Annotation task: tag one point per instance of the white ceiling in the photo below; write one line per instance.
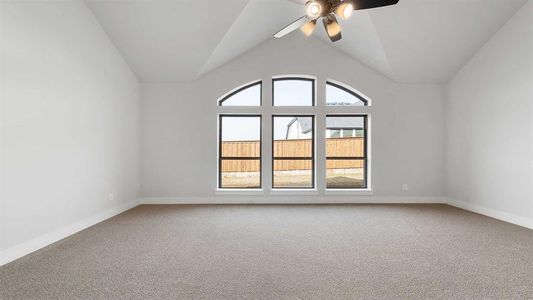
(415, 41)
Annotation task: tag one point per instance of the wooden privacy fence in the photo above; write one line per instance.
(335, 147)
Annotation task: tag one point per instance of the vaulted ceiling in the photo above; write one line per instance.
(415, 41)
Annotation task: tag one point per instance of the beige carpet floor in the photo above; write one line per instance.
(282, 252)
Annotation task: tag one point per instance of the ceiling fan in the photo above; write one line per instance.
(327, 9)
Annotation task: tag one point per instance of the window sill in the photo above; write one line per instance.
(249, 192)
(359, 192)
(294, 191)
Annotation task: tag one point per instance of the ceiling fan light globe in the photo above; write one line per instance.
(333, 28)
(308, 28)
(345, 10)
(313, 9)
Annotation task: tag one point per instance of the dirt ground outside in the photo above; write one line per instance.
(336, 178)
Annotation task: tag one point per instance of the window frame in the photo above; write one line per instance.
(313, 87)
(365, 156)
(313, 153)
(221, 158)
(240, 89)
(349, 91)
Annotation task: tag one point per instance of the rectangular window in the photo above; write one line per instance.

:::

**Task:** Return the listing above in full and without alteration, excluding its pictures.

**Response area:**
Annotation task: tag one point per instance of the white ceiling in the photo below; write one line per instance.
(415, 41)
Annotation task: tag one point per instance of the wooden privacy fence in the photo above; write one line per instance.
(335, 147)
Annotation task: tag one point per instance of the vaulted ceiling in the photo above; write one line per instance.
(415, 41)
Annotation task: tag one point per instance of the beige carpet floor in the photo above; write one line per instance.
(282, 252)
Annotation task: tag one point per instance of the ceiling fan in the photo above; write one line per instance.
(327, 9)
Annotation task: tag one point per instance of the window sill in the photo above; write one line per instance.
(249, 192)
(359, 192)
(294, 191)
Annotation task: tag one point per instance of the ceiling fan light globe in the photo above; write one line per instance.
(333, 28)
(308, 28)
(345, 10)
(313, 9)
Annotation task: tag one point per instance of the dirt ground outside in the photo above; write one line per instance.
(336, 178)
Annotation task: tag one point per instance of the window frame in the photo above; write one line per instance.
(313, 87)
(365, 156)
(313, 153)
(221, 158)
(240, 89)
(349, 91)
Annotation task: tag one point per instance of the rectangular window in the photo above; write one line per instance.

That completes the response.